• Work required: Your task is to copy each line of the records that includes the string "yellow".

(Dataset entries)
◇ ◇ ◇ ◇

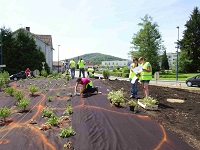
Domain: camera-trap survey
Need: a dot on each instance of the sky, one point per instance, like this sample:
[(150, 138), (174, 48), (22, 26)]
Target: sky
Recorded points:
[(90, 26)]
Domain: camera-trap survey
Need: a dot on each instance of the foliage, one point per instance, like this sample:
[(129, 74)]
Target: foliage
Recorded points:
[(106, 74), (44, 73), (23, 103), (69, 110), (132, 103), (9, 90), (47, 112), (5, 112), (53, 120), (19, 95), (49, 99), (22, 45), (189, 59), (150, 100), (116, 96), (67, 132), (33, 89), (148, 42), (164, 62)]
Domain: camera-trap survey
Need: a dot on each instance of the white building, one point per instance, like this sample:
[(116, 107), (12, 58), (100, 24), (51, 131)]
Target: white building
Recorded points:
[(44, 42), (172, 57), (116, 63)]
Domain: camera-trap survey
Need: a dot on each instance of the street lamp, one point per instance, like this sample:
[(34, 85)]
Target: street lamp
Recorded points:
[(177, 46), (58, 58)]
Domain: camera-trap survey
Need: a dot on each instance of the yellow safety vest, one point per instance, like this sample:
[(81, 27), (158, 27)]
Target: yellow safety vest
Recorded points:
[(146, 75)]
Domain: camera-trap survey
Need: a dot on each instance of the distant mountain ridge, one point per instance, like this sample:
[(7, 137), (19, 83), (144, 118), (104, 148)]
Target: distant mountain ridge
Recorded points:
[(96, 58)]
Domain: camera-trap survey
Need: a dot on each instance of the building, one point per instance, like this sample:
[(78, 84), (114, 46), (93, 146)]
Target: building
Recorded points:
[(44, 42), (116, 63)]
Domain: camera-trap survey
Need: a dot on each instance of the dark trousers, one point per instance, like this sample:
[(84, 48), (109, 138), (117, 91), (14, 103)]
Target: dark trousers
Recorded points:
[(82, 70), (89, 89)]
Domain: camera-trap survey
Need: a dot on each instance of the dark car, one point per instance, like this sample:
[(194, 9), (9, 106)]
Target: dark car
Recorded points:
[(20, 75), (193, 81)]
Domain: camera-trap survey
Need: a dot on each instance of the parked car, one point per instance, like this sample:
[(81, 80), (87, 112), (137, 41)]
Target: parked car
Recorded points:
[(193, 81), (17, 76)]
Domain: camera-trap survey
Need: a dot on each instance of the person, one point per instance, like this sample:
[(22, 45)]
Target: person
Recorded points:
[(145, 75), (133, 89), (72, 65), (27, 72), (90, 72), (87, 86), (81, 65)]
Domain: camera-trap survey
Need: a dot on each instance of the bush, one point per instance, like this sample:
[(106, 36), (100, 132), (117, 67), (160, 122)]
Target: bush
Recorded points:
[(9, 90), (33, 89), (4, 113), (23, 103), (44, 73), (19, 95), (106, 74)]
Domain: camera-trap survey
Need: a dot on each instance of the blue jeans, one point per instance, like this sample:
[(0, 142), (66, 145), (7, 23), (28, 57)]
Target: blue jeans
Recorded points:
[(73, 72), (134, 89)]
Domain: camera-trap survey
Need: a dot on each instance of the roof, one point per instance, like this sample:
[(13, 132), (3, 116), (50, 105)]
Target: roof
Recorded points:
[(45, 38)]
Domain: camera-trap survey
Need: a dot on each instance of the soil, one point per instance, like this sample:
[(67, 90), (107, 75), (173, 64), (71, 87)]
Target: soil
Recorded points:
[(99, 125), (179, 109)]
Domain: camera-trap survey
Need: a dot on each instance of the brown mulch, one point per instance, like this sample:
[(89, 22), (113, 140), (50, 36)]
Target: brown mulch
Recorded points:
[(181, 118)]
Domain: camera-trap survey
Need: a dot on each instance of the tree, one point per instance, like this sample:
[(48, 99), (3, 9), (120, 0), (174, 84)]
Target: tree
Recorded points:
[(20, 51), (189, 58), (164, 62), (148, 41)]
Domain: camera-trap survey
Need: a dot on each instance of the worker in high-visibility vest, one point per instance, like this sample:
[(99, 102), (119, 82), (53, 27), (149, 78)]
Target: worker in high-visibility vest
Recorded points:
[(90, 72), (81, 65), (145, 75), (87, 86), (72, 65), (134, 89)]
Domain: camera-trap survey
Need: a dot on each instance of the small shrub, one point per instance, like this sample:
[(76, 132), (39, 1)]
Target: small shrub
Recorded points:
[(53, 120), (67, 132), (9, 90), (44, 73), (49, 99), (68, 110), (47, 112), (19, 95), (5, 112), (106, 74), (23, 103), (33, 89)]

◇ ◇ ◇ ◇

• Answer for the task:
Need: a dot on each instance of the yellow safety vest, one point per instance, like this sample:
Target: yellow safety vest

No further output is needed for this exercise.